───── SUPPLIED DATA ─────

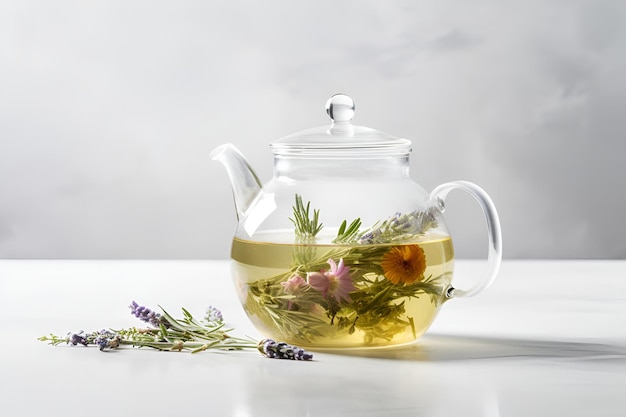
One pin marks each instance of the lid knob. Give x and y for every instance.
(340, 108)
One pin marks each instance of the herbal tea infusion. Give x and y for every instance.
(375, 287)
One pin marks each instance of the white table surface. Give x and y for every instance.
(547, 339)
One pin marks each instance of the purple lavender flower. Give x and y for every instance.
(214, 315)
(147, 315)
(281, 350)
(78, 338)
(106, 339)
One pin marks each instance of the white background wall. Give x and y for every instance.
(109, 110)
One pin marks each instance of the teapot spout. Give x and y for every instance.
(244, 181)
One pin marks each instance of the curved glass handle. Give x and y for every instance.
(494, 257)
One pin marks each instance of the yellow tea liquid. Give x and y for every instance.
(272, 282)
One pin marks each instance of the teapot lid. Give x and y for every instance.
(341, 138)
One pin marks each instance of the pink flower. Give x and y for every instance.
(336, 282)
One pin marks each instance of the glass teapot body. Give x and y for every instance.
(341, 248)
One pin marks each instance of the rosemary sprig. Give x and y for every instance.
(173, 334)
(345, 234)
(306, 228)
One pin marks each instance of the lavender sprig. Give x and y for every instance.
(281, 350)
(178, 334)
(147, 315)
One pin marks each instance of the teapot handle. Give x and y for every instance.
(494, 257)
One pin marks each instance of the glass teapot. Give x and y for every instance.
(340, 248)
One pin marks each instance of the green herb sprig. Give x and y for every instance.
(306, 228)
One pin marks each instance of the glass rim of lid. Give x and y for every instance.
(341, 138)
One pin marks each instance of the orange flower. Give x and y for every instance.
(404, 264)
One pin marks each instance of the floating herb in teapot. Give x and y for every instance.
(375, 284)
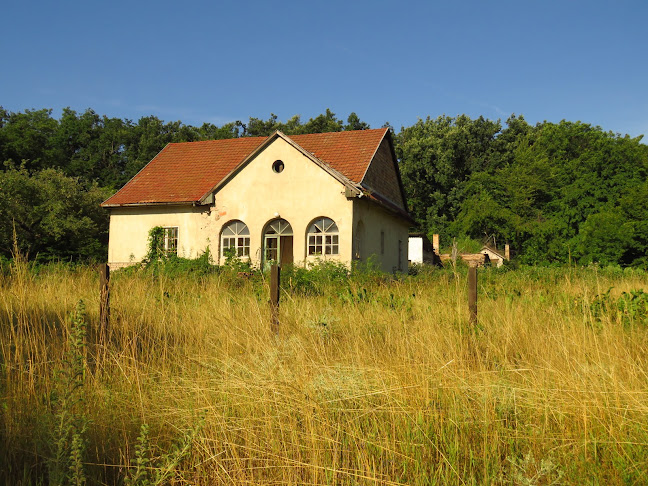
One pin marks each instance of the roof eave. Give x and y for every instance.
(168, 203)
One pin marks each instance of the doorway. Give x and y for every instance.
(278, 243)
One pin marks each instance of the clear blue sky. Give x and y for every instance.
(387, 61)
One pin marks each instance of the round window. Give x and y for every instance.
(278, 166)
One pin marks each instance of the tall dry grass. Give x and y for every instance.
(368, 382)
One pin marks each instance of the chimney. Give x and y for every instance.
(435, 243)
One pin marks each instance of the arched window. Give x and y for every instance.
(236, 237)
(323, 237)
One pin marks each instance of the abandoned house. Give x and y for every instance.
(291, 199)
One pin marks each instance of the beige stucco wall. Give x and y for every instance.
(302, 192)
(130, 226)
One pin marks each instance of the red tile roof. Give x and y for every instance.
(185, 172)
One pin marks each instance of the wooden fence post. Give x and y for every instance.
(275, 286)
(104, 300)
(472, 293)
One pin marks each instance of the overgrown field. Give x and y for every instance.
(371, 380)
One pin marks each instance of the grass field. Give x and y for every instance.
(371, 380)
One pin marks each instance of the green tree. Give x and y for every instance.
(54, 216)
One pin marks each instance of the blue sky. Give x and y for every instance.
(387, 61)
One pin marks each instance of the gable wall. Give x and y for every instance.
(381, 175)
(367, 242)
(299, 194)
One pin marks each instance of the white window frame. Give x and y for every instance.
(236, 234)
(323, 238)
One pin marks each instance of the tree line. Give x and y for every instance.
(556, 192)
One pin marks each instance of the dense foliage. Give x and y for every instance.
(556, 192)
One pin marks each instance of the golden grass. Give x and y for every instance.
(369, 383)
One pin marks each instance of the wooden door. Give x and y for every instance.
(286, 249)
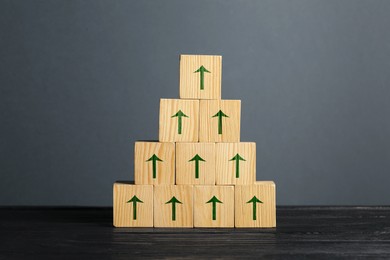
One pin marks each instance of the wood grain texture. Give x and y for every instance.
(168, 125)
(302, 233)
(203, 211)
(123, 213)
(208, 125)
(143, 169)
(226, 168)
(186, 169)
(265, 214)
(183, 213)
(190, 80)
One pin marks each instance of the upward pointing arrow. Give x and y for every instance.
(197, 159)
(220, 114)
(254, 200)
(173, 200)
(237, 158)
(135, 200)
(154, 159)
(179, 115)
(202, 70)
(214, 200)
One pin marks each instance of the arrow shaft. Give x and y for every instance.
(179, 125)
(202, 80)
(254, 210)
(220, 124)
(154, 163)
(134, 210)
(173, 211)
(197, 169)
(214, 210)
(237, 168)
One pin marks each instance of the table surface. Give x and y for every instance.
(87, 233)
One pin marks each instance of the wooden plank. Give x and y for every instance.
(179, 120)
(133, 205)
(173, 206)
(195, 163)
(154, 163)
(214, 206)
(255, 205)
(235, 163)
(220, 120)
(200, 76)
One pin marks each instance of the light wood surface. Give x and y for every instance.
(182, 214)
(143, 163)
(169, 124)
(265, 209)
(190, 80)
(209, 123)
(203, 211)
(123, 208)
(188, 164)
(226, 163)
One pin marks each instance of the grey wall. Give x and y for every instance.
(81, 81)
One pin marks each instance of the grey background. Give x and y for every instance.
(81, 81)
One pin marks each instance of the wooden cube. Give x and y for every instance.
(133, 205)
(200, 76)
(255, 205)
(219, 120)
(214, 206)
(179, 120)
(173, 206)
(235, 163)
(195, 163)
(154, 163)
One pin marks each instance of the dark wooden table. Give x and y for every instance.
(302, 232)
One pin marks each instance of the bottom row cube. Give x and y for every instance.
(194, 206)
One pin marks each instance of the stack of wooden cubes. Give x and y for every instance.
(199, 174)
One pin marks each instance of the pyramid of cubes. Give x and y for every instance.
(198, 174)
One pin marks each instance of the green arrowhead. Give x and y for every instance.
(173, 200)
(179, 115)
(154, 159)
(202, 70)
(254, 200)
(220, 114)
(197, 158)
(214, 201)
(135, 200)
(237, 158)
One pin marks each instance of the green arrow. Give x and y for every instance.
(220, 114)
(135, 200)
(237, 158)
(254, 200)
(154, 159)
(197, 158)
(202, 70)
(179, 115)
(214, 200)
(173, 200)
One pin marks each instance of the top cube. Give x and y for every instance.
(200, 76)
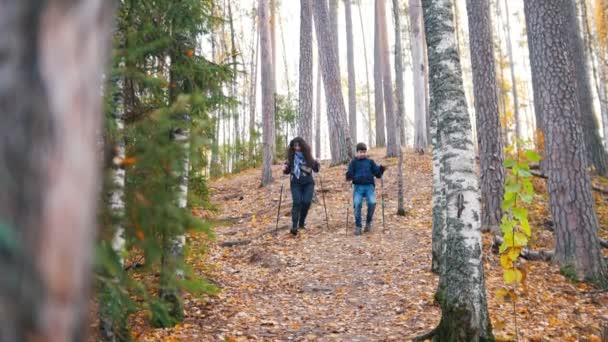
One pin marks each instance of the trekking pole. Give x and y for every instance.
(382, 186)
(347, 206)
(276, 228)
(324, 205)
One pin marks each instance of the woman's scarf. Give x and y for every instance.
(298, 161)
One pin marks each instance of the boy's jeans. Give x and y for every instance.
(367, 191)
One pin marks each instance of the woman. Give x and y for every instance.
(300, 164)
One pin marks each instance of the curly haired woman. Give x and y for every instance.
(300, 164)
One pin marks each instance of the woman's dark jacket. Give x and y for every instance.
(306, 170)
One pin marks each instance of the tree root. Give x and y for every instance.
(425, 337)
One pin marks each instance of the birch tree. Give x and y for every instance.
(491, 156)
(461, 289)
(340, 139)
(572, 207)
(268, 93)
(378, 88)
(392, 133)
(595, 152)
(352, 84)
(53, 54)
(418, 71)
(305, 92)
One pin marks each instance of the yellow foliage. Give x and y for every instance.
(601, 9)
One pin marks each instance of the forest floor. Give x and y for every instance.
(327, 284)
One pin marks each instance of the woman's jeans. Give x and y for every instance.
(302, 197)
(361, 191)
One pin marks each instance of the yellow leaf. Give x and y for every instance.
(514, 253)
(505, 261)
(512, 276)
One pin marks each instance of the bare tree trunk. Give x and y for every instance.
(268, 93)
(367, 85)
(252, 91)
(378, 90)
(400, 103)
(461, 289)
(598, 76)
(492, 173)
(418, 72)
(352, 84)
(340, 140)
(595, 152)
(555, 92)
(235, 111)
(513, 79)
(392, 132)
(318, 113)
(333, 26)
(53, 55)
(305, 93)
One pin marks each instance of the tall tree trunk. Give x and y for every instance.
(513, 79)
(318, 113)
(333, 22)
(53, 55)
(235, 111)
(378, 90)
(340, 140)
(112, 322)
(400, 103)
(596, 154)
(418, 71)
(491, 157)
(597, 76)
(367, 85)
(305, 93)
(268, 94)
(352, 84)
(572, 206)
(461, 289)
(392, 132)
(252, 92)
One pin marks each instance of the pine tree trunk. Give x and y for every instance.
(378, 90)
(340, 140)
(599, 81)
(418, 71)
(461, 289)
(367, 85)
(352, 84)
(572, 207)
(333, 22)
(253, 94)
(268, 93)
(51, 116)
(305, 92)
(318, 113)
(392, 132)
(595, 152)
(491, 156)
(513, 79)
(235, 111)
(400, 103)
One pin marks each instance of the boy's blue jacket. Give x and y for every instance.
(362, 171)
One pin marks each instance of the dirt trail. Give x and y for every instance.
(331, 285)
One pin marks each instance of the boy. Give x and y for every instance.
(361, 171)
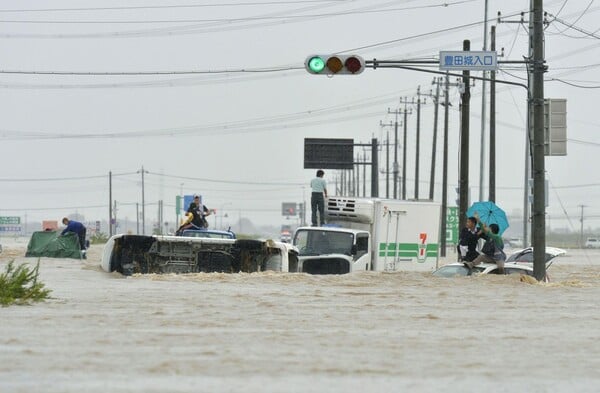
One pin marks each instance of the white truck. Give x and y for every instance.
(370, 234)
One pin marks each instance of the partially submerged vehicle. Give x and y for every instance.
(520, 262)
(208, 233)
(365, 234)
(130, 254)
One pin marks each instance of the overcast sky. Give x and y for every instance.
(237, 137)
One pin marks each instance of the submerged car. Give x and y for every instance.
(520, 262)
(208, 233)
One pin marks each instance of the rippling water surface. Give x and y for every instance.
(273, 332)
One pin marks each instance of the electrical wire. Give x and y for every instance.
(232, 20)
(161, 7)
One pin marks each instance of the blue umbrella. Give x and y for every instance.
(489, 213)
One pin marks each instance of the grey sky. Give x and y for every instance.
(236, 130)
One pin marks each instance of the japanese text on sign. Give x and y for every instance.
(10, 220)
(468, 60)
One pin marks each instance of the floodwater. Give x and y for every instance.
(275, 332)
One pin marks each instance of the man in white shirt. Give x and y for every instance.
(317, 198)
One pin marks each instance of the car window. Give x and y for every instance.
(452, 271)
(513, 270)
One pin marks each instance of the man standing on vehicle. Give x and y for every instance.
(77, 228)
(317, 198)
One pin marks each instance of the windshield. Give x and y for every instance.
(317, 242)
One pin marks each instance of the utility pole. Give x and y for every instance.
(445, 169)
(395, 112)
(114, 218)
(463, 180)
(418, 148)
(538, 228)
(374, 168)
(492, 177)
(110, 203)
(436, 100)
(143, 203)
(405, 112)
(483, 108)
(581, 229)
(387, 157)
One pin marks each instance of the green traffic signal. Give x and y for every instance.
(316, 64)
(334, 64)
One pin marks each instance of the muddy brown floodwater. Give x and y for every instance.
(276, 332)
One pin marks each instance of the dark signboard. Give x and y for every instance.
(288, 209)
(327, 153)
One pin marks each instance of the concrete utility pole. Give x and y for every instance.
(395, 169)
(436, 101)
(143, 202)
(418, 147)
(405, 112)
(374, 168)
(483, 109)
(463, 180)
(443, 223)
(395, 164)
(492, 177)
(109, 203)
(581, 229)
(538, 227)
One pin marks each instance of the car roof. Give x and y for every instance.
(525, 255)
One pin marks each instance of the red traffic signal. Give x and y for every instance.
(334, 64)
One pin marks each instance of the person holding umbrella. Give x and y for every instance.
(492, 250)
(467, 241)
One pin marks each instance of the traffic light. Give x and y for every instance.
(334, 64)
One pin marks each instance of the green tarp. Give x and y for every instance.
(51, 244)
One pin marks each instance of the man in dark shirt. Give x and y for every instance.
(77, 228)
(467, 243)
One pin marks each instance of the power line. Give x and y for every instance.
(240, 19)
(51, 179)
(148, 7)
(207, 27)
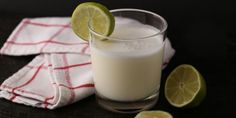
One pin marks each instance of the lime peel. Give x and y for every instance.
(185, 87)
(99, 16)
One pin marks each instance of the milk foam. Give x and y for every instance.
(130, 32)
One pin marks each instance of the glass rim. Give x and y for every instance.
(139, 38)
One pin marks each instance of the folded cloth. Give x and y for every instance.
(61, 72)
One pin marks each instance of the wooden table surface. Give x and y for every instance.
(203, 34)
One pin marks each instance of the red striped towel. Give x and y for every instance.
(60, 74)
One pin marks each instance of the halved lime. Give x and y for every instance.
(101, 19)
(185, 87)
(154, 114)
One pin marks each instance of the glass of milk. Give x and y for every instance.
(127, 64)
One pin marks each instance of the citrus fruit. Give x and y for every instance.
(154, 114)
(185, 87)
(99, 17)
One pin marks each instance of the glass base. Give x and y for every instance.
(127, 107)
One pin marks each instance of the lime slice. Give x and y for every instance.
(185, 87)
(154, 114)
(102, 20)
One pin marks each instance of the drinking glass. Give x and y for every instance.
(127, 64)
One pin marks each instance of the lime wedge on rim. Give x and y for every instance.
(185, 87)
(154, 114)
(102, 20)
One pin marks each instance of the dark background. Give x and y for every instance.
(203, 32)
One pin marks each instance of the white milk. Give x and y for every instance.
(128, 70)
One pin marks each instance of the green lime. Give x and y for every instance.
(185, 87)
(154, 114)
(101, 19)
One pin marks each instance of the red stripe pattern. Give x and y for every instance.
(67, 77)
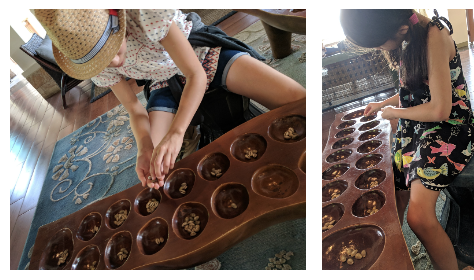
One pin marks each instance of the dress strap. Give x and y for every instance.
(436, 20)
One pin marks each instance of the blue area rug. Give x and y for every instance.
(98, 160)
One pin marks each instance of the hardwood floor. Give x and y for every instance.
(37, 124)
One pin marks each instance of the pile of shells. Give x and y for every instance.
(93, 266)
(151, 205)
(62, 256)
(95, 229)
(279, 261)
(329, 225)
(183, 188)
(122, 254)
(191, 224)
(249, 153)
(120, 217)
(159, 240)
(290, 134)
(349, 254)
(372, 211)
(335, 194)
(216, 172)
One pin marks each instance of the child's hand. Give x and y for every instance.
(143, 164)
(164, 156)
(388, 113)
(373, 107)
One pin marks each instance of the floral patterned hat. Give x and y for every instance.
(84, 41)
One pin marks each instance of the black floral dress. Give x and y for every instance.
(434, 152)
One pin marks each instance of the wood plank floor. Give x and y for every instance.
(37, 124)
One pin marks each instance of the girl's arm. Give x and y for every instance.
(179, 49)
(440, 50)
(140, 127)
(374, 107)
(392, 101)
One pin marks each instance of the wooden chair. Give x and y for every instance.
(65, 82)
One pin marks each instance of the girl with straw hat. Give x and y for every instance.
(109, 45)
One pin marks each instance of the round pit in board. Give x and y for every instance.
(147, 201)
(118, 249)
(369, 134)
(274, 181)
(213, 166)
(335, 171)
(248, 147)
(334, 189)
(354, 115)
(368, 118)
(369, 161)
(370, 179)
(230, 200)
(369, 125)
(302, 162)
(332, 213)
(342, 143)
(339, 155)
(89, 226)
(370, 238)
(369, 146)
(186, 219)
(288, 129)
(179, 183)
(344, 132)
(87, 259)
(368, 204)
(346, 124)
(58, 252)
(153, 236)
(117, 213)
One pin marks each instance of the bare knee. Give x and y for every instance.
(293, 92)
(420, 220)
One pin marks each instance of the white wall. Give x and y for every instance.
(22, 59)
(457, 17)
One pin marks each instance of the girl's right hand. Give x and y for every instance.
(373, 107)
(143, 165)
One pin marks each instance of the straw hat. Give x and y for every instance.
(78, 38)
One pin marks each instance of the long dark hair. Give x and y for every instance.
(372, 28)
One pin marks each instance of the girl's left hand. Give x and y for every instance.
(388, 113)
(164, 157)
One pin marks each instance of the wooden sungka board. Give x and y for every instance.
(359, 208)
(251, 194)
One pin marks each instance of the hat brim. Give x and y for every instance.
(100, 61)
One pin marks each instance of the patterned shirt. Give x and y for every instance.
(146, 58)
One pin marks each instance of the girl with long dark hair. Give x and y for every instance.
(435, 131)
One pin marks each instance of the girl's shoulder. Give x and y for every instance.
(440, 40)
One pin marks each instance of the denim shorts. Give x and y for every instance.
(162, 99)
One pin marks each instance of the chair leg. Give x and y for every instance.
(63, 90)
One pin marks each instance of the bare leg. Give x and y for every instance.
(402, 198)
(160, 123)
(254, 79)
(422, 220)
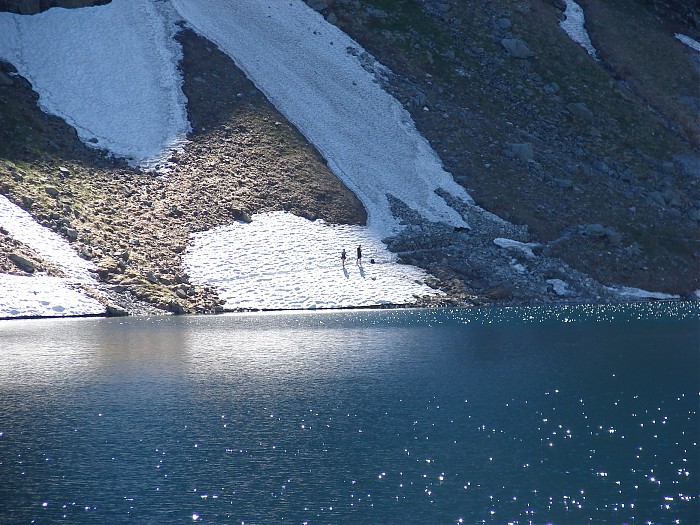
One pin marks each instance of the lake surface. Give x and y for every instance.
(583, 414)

─────

Give back exactly the lines from the one that contains "One pin marks each instance of the hat" to the final line of the data above, both included, with all pictures removed.

One pin marks each instance of the hat brim. Give x and y for every instance.
(100, 61)
One pin marks each instance of the patterned shirt. Give x and y for every instance.
(146, 58)
One pin marks each instance of the girl with long dark hair. Give x and y for every instance.
(435, 131)
One pin marks each instance of the girl's shoulder. Give x and y for every instance.
(440, 40)
One pin marks each instance of the denim shorts. Give x and y for every instance.
(162, 99)
One pin marks each instance of the chair leg. Give x and y for every instance.
(63, 90)
One pin marks each instance of the bare leg. Give x and y for every instance.
(402, 198)
(160, 123)
(254, 79)
(422, 220)
One pin marks each instance of the lake surface. Give x and y for every instance.
(583, 414)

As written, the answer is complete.